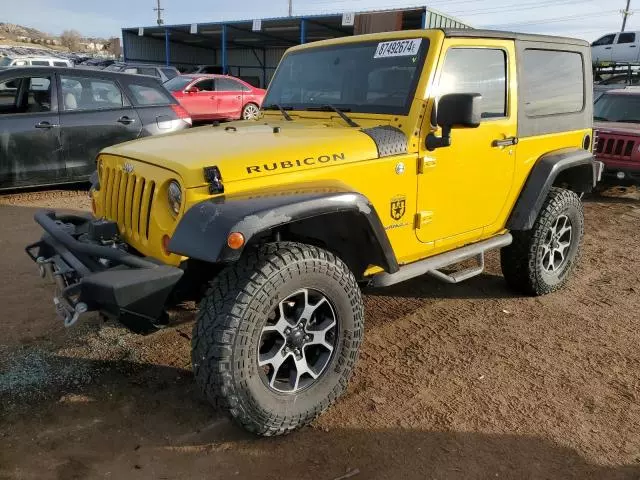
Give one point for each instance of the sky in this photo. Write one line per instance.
(588, 19)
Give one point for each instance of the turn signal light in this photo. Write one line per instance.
(165, 245)
(235, 240)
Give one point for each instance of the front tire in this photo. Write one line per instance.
(541, 260)
(277, 336)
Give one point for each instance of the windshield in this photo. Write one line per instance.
(371, 77)
(617, 108)
(177, 84)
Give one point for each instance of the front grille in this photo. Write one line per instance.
(127, 201)
(614, 147)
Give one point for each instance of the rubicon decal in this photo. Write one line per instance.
(300, 163)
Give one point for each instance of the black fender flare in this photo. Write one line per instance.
(202, 232)
(575, 167)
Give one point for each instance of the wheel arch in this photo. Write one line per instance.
(575, 169)
(334, 218)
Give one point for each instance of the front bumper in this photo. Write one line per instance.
(621, 176)
(93, 277)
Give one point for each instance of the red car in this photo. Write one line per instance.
(216, 97)
(617, 125)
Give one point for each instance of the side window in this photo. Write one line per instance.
(205, 85)
(84, 93)
(149, 95)
(551, 82)
(169, 73)
(627, 38)
(25, 95)
(477, 70)
(228, 85)
(606, 40)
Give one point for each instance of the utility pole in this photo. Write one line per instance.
(159, 9)
(625, 13)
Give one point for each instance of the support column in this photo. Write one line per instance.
(224, 50)
(167, 51)
(303, 31)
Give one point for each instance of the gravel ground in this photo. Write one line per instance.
(463, 381)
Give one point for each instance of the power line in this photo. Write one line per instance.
(554, 20)
(625, 13)
(524, 6)
(159, 9)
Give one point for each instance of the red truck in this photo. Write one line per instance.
(617, 132)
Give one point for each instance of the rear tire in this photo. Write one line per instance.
(540, 260)
(244, 361)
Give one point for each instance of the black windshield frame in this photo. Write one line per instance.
(404, 109)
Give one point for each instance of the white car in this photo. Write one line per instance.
(621, 47)
(35, 62)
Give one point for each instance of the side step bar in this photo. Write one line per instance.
(433, 264)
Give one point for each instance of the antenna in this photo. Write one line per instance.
(159, 9)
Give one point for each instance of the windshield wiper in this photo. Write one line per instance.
(329, 108)
(282, 109)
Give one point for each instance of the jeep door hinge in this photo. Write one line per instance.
(425, 163)
(423, 218)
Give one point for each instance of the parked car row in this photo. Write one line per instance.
(54, 121)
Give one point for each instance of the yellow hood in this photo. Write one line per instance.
(244, 150)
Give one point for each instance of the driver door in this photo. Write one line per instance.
(464, 187)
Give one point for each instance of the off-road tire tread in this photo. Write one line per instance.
(219, 322)
(519, 260)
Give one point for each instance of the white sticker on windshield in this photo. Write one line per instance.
(398, 48)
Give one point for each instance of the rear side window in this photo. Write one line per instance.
(86, 94)
(149, 95)
(627, 38)
(552, 82)
(477, 70)
(228, 85)
(169, 73)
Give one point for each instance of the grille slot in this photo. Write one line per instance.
(128, 199)
(615, 147)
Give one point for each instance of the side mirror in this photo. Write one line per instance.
(456, 110)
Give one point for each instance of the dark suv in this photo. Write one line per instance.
(54, 121)
(617, 126)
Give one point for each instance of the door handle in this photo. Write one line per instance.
(507, 142)
(46, 125)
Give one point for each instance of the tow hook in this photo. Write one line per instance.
(70, 315)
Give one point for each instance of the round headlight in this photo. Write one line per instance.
(174, 194)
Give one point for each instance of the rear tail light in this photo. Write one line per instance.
(182, 113)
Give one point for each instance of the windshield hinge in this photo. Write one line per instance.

WHAT YOU NEED TO DO
Transcribe the entries above verbatim, omitting their pictures.

FULL OUTPUT
Give one point for each instance of the sky in this photo. Write one line per instance.
(588, 19)
Give one point for each instance of the turn signal light in this photo. Write one line per instance.
(165, 245)
(235, 240)
Give one point for each instance of the front tire in this photo. Write one line per instance.
(541, 260)
(277, 336)
Give one point for each instance of the windshield in this photo. Write one line per instance.
(371, 77)
(617, 108)
(177, 84)
Give one point for each instance of the front grille in this photo. Write one line per instance.
(127, 201)
(614, 147)
Give one point for each instance of the rubicon decal in this photo. Write one line per instance.
(300, 163)
Give one point for each instance of the black fender flare in this photo. Write one line per instance.
(202, 232)
(575, 167)
Give one point for each instance of the wheel arch in this photo. Write one line per instance.
(575, 169)
(334, 218)
Give one point for each instance of the front bumper in this photo. Write one line per instance.
(621, 176)
(93, 277)
Give one point for each instance of the red car in this photo. Write one line per instance.
(216, 97)
(617, 125)
Give one point for each instance of the side window in this photo. Write one line per instance.
(205, 85)
(84, 93)
(149, 95)
(551, 82)
(169, 73)
(627, 38)
(25, 95)
(477, 70)
(228, 85)
(606, 40)
Give one point for each instance of the utility pole in this photo. Write one line per instance.
(159, 9)
(625, 13)
Give one point for each instance of the support column in this photo. Write one line per instance.
(224, 50)
(167, 51)
(303, 31)
Give one point for each instance of the gravel ground in this photo. Write one line per instance.
(463, 381)
Give one point for each instance of the power line in this photo. Write one line per instance.
(554, 20)
(625, 13)
(524, 6)
(159, 9)
Give one point for each instance of the red truck in this photo. Write one line per instance.
(617, 132)
Give one point for each instance of the rear tire in this photo. Write one line per instance.
(540, 260)
(244, 361)
Give one point for each instance of the black windshield frame in this photo. Write one line per instance.
(404, 109)
Give one point for each instance of the white car in this photo. Write one line per instance.
(621, 47)
(35, 62)
Give one point for each instance of the side step bar in this photo. Write one line per instance.
(433, 264)
Give one point for each instance of the antenna in this photo. Write one line per instance.
(159, 9)
Give one point for each instance of the windshield wiper in this photo. Write one line per instance.
(329, 108)
(282, 109)
Give one point for each instance of the jeep door hinge in this photo. Write one line per instance.
(425, 163)
(423, 218)
Give one point for each instance of the parked car row in this photo. Write one line per instance.
(54, 121)
Give one point for each instance of the yellow hood in this photo. Write one line per instance.
(244, 150)
Give one point for each instance of the driver door in this photo. Write one line per instance.
(464, 187)
Give one point for each instance of the off-road tire tread in this photo. Write one line per instance.
(219, 322)
(519, 260)
Give one point for each instance of the white sticker on windshield in this photo. Write one line per instance.
(398, 48)
Give one point for each instance of the rear side window in this photo. Write one line per instance.
(86, 94)
(149, 95)
(627, 38)
(552, 82)
(477, 70)
(228, 85)
(169, 73)
Give one point for each instance of the grille slot in this photo. Write one line per instance.
(128, 199)
(615, 147)
Give one point for each instance of the side mirror in this photo. Write one line per instance.
(456, 110)
Give one point for each instance of the dark suv in this photo. Write one line per instance.
(54, 121)
(617, 126)
Give one point for each instance of the door handle in this photo. Write one line per instance.
(507, 142)
(46, 125)
Give one point for each instance of the tow hook in this photo. Write one line per instance.
(70, 315)
Give one point for each instance of the round headlight in this photo. Write one line per instance.
(174, 194)
Give one point for each instance of the rear tail light in this photo. Write one line per instance.
(182, 113)
Give one point for each instance of the windshield hinge in this photo. Write one line per instance.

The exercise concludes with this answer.